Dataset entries
○ ○ ○

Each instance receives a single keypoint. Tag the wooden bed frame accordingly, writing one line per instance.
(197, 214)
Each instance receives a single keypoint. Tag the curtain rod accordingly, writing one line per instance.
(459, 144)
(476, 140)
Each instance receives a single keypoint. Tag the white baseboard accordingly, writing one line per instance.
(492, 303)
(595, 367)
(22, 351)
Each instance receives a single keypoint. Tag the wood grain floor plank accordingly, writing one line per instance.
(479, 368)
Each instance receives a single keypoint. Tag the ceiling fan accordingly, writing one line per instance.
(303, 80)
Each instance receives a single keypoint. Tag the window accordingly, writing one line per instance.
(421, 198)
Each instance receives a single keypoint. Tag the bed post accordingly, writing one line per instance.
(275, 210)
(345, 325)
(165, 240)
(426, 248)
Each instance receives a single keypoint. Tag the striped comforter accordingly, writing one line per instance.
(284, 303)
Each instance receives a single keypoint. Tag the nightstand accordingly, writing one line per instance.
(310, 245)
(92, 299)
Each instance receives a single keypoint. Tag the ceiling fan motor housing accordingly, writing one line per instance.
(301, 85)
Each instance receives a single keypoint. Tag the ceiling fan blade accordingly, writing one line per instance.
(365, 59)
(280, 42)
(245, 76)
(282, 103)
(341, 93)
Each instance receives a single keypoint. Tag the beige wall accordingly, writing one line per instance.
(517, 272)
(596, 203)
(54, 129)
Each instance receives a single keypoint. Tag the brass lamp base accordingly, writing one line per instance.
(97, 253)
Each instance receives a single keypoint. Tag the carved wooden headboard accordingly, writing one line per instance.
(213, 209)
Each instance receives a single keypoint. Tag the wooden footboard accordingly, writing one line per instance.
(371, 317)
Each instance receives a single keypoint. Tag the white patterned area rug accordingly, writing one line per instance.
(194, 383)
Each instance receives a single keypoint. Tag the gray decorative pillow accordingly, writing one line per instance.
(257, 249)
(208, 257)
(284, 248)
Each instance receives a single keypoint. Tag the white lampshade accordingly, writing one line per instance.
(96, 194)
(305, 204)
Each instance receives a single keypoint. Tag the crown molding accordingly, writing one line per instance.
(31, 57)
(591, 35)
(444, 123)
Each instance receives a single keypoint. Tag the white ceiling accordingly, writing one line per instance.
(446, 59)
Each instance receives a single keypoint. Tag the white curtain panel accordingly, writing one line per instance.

○ ○ ○

WORK INSTRUCTION>
Down to the last line, retype the entries above exactly.

RESULT>
Each instance receives a single keypoint. Tag the wooden bed frame accordingly, writing one line per instance.
(197, 214)
Each instance receives a single keypoint. Tag the curtain rod accordingly, writing one line per instance.
(459, 144)
(476, 140)
Each instance receives a single keypoint. Tag the white baseboard accordingly, writing one line per instance.
(492, 303)
(595, 367)
(22, 351)
Each instance receives a single keypoint. Tag the wood grain floor plank accordingly, writing one line per instance.
(479, 368)
Each instance receives a single keypoint. Tag the ceiling fan accordingly, writing one line per instance.
(303, 80)
Each instance receives a single keypoint. Tag the window accordingly, writing one line per instance.
(421, 198)
Each instance receives a single keypoint. Tag the bed post accordingly, writing one line per instance.
(275, 210)
(345, 325)
(165, 240)
(426, 248)
Each instance receives a single keypoint. Tag the striped comforter accordingly, writing one line per instance.
(284, 303)
Each instance receives a single keypoint. Tag the nightstand accordingly, writing one line per instance.
(310, 245)
(92, 299)
Each instance receives a single keypoint. Tag the ceiling fan motor housing accordingly, writing one line per instance.
(301, 85)
Each instance receives a single keypoint. Tag the ceiling fan blade accordingly, writing one line per instance.
(365, 59)
(280, 42)
(245, 76)
(282, 103)
(341, 93)
Each instance receives a single keypoint. Tag the beige wall accordingly, writing one line per instance.
(517, 272)
(596, 203)
(54, 129)
Each instance receives a single keypoint. Tag the brass lamp base accordingly, writing one line per instance.
(97, 253)
Each instance receives a single keypoint. Tag the carved wooden headboard accordingly, writing one line per instance.
(213, 209)
Each instance receives a single keypoint. Tag the wooden footboard accordingly, writing one line per instance.
(371, 317)
Each instance receives a single keypoint. Tag the white patterned area rug accordingly, writing one line per instance.
(194, 383)
Each instance receives a single keypoint. Tag the gray decorative pillow accordingly, writing one line per instance.
(257, 249)
(208, 257)
(284, 248)
Each instance receives a single keypoint. Tag the white lampshade accordingly, writing one line per instance.
(96, 194)
(305, 204)
Each instance receives a single keypoint. Tag the crown molding accordingly, writing one line per instance.
(31, 57)
(591, 35)
(444, 123)
Each instance receives a single keypoint. Tag the white ceiling accordingly, writing one line per instance.
(446, 59)
Each instance receives a single keypoint. Tag the white curtain panel accordingly, writing one line per instance.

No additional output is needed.